• STATED GOAL:
Rewrite the items from the line containing "Note: annotate every instance of the cheek" through the end of the items, swapping "one dot" for "a single dot" and leaving everything else unchanged.

• DATA TO PROCESS:
####

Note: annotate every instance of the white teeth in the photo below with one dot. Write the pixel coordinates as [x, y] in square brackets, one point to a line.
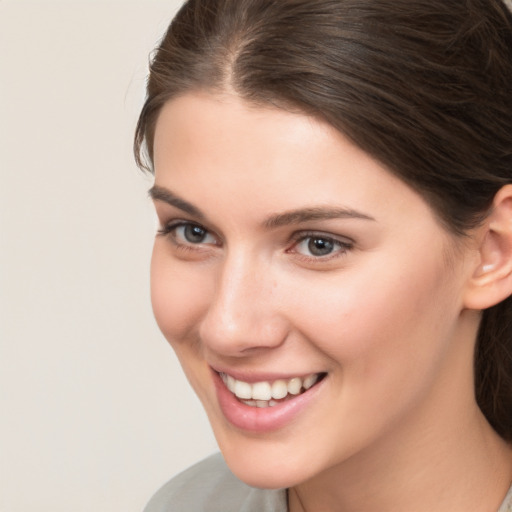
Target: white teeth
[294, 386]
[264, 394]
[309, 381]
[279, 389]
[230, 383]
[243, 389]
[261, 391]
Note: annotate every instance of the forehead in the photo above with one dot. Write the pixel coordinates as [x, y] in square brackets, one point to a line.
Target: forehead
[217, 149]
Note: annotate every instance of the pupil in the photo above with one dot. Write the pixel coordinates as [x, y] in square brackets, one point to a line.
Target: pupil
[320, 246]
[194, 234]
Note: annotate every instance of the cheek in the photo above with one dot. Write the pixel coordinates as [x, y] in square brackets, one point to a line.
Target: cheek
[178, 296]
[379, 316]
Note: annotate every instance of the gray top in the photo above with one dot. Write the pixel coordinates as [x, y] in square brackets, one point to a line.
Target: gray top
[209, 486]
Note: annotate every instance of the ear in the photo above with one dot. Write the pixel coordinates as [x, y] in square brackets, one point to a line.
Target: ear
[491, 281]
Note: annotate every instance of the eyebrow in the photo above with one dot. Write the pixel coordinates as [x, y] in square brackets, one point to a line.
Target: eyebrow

####

• EXERCISE OUTPUT:
Note: annotate every instance of the cheek in the photo above with a single dot. Write the pixel coordinates as [x, y] in square brackets, one point to a line.
Target: cheek
[178, 296]
[379, 316]
Note: annotate every instance of the gray top in the photo above with a single dot. Write the pixel coordinates as [x, y] in square brackets, one point to a line.
Target: gray top
[209, 486]
Note: annotate every instance of the ear in the photo above with a single dot. Write the pixel coordinates as [x, y] in square brackets, one point to a line.
Target: ear
[491, 281]
Note: annotate every instance of the eyebrow in the photo above with a single dot. Write the pixel coordinates as [x, y] in square brackets, one point to a line.
Target: eyebrow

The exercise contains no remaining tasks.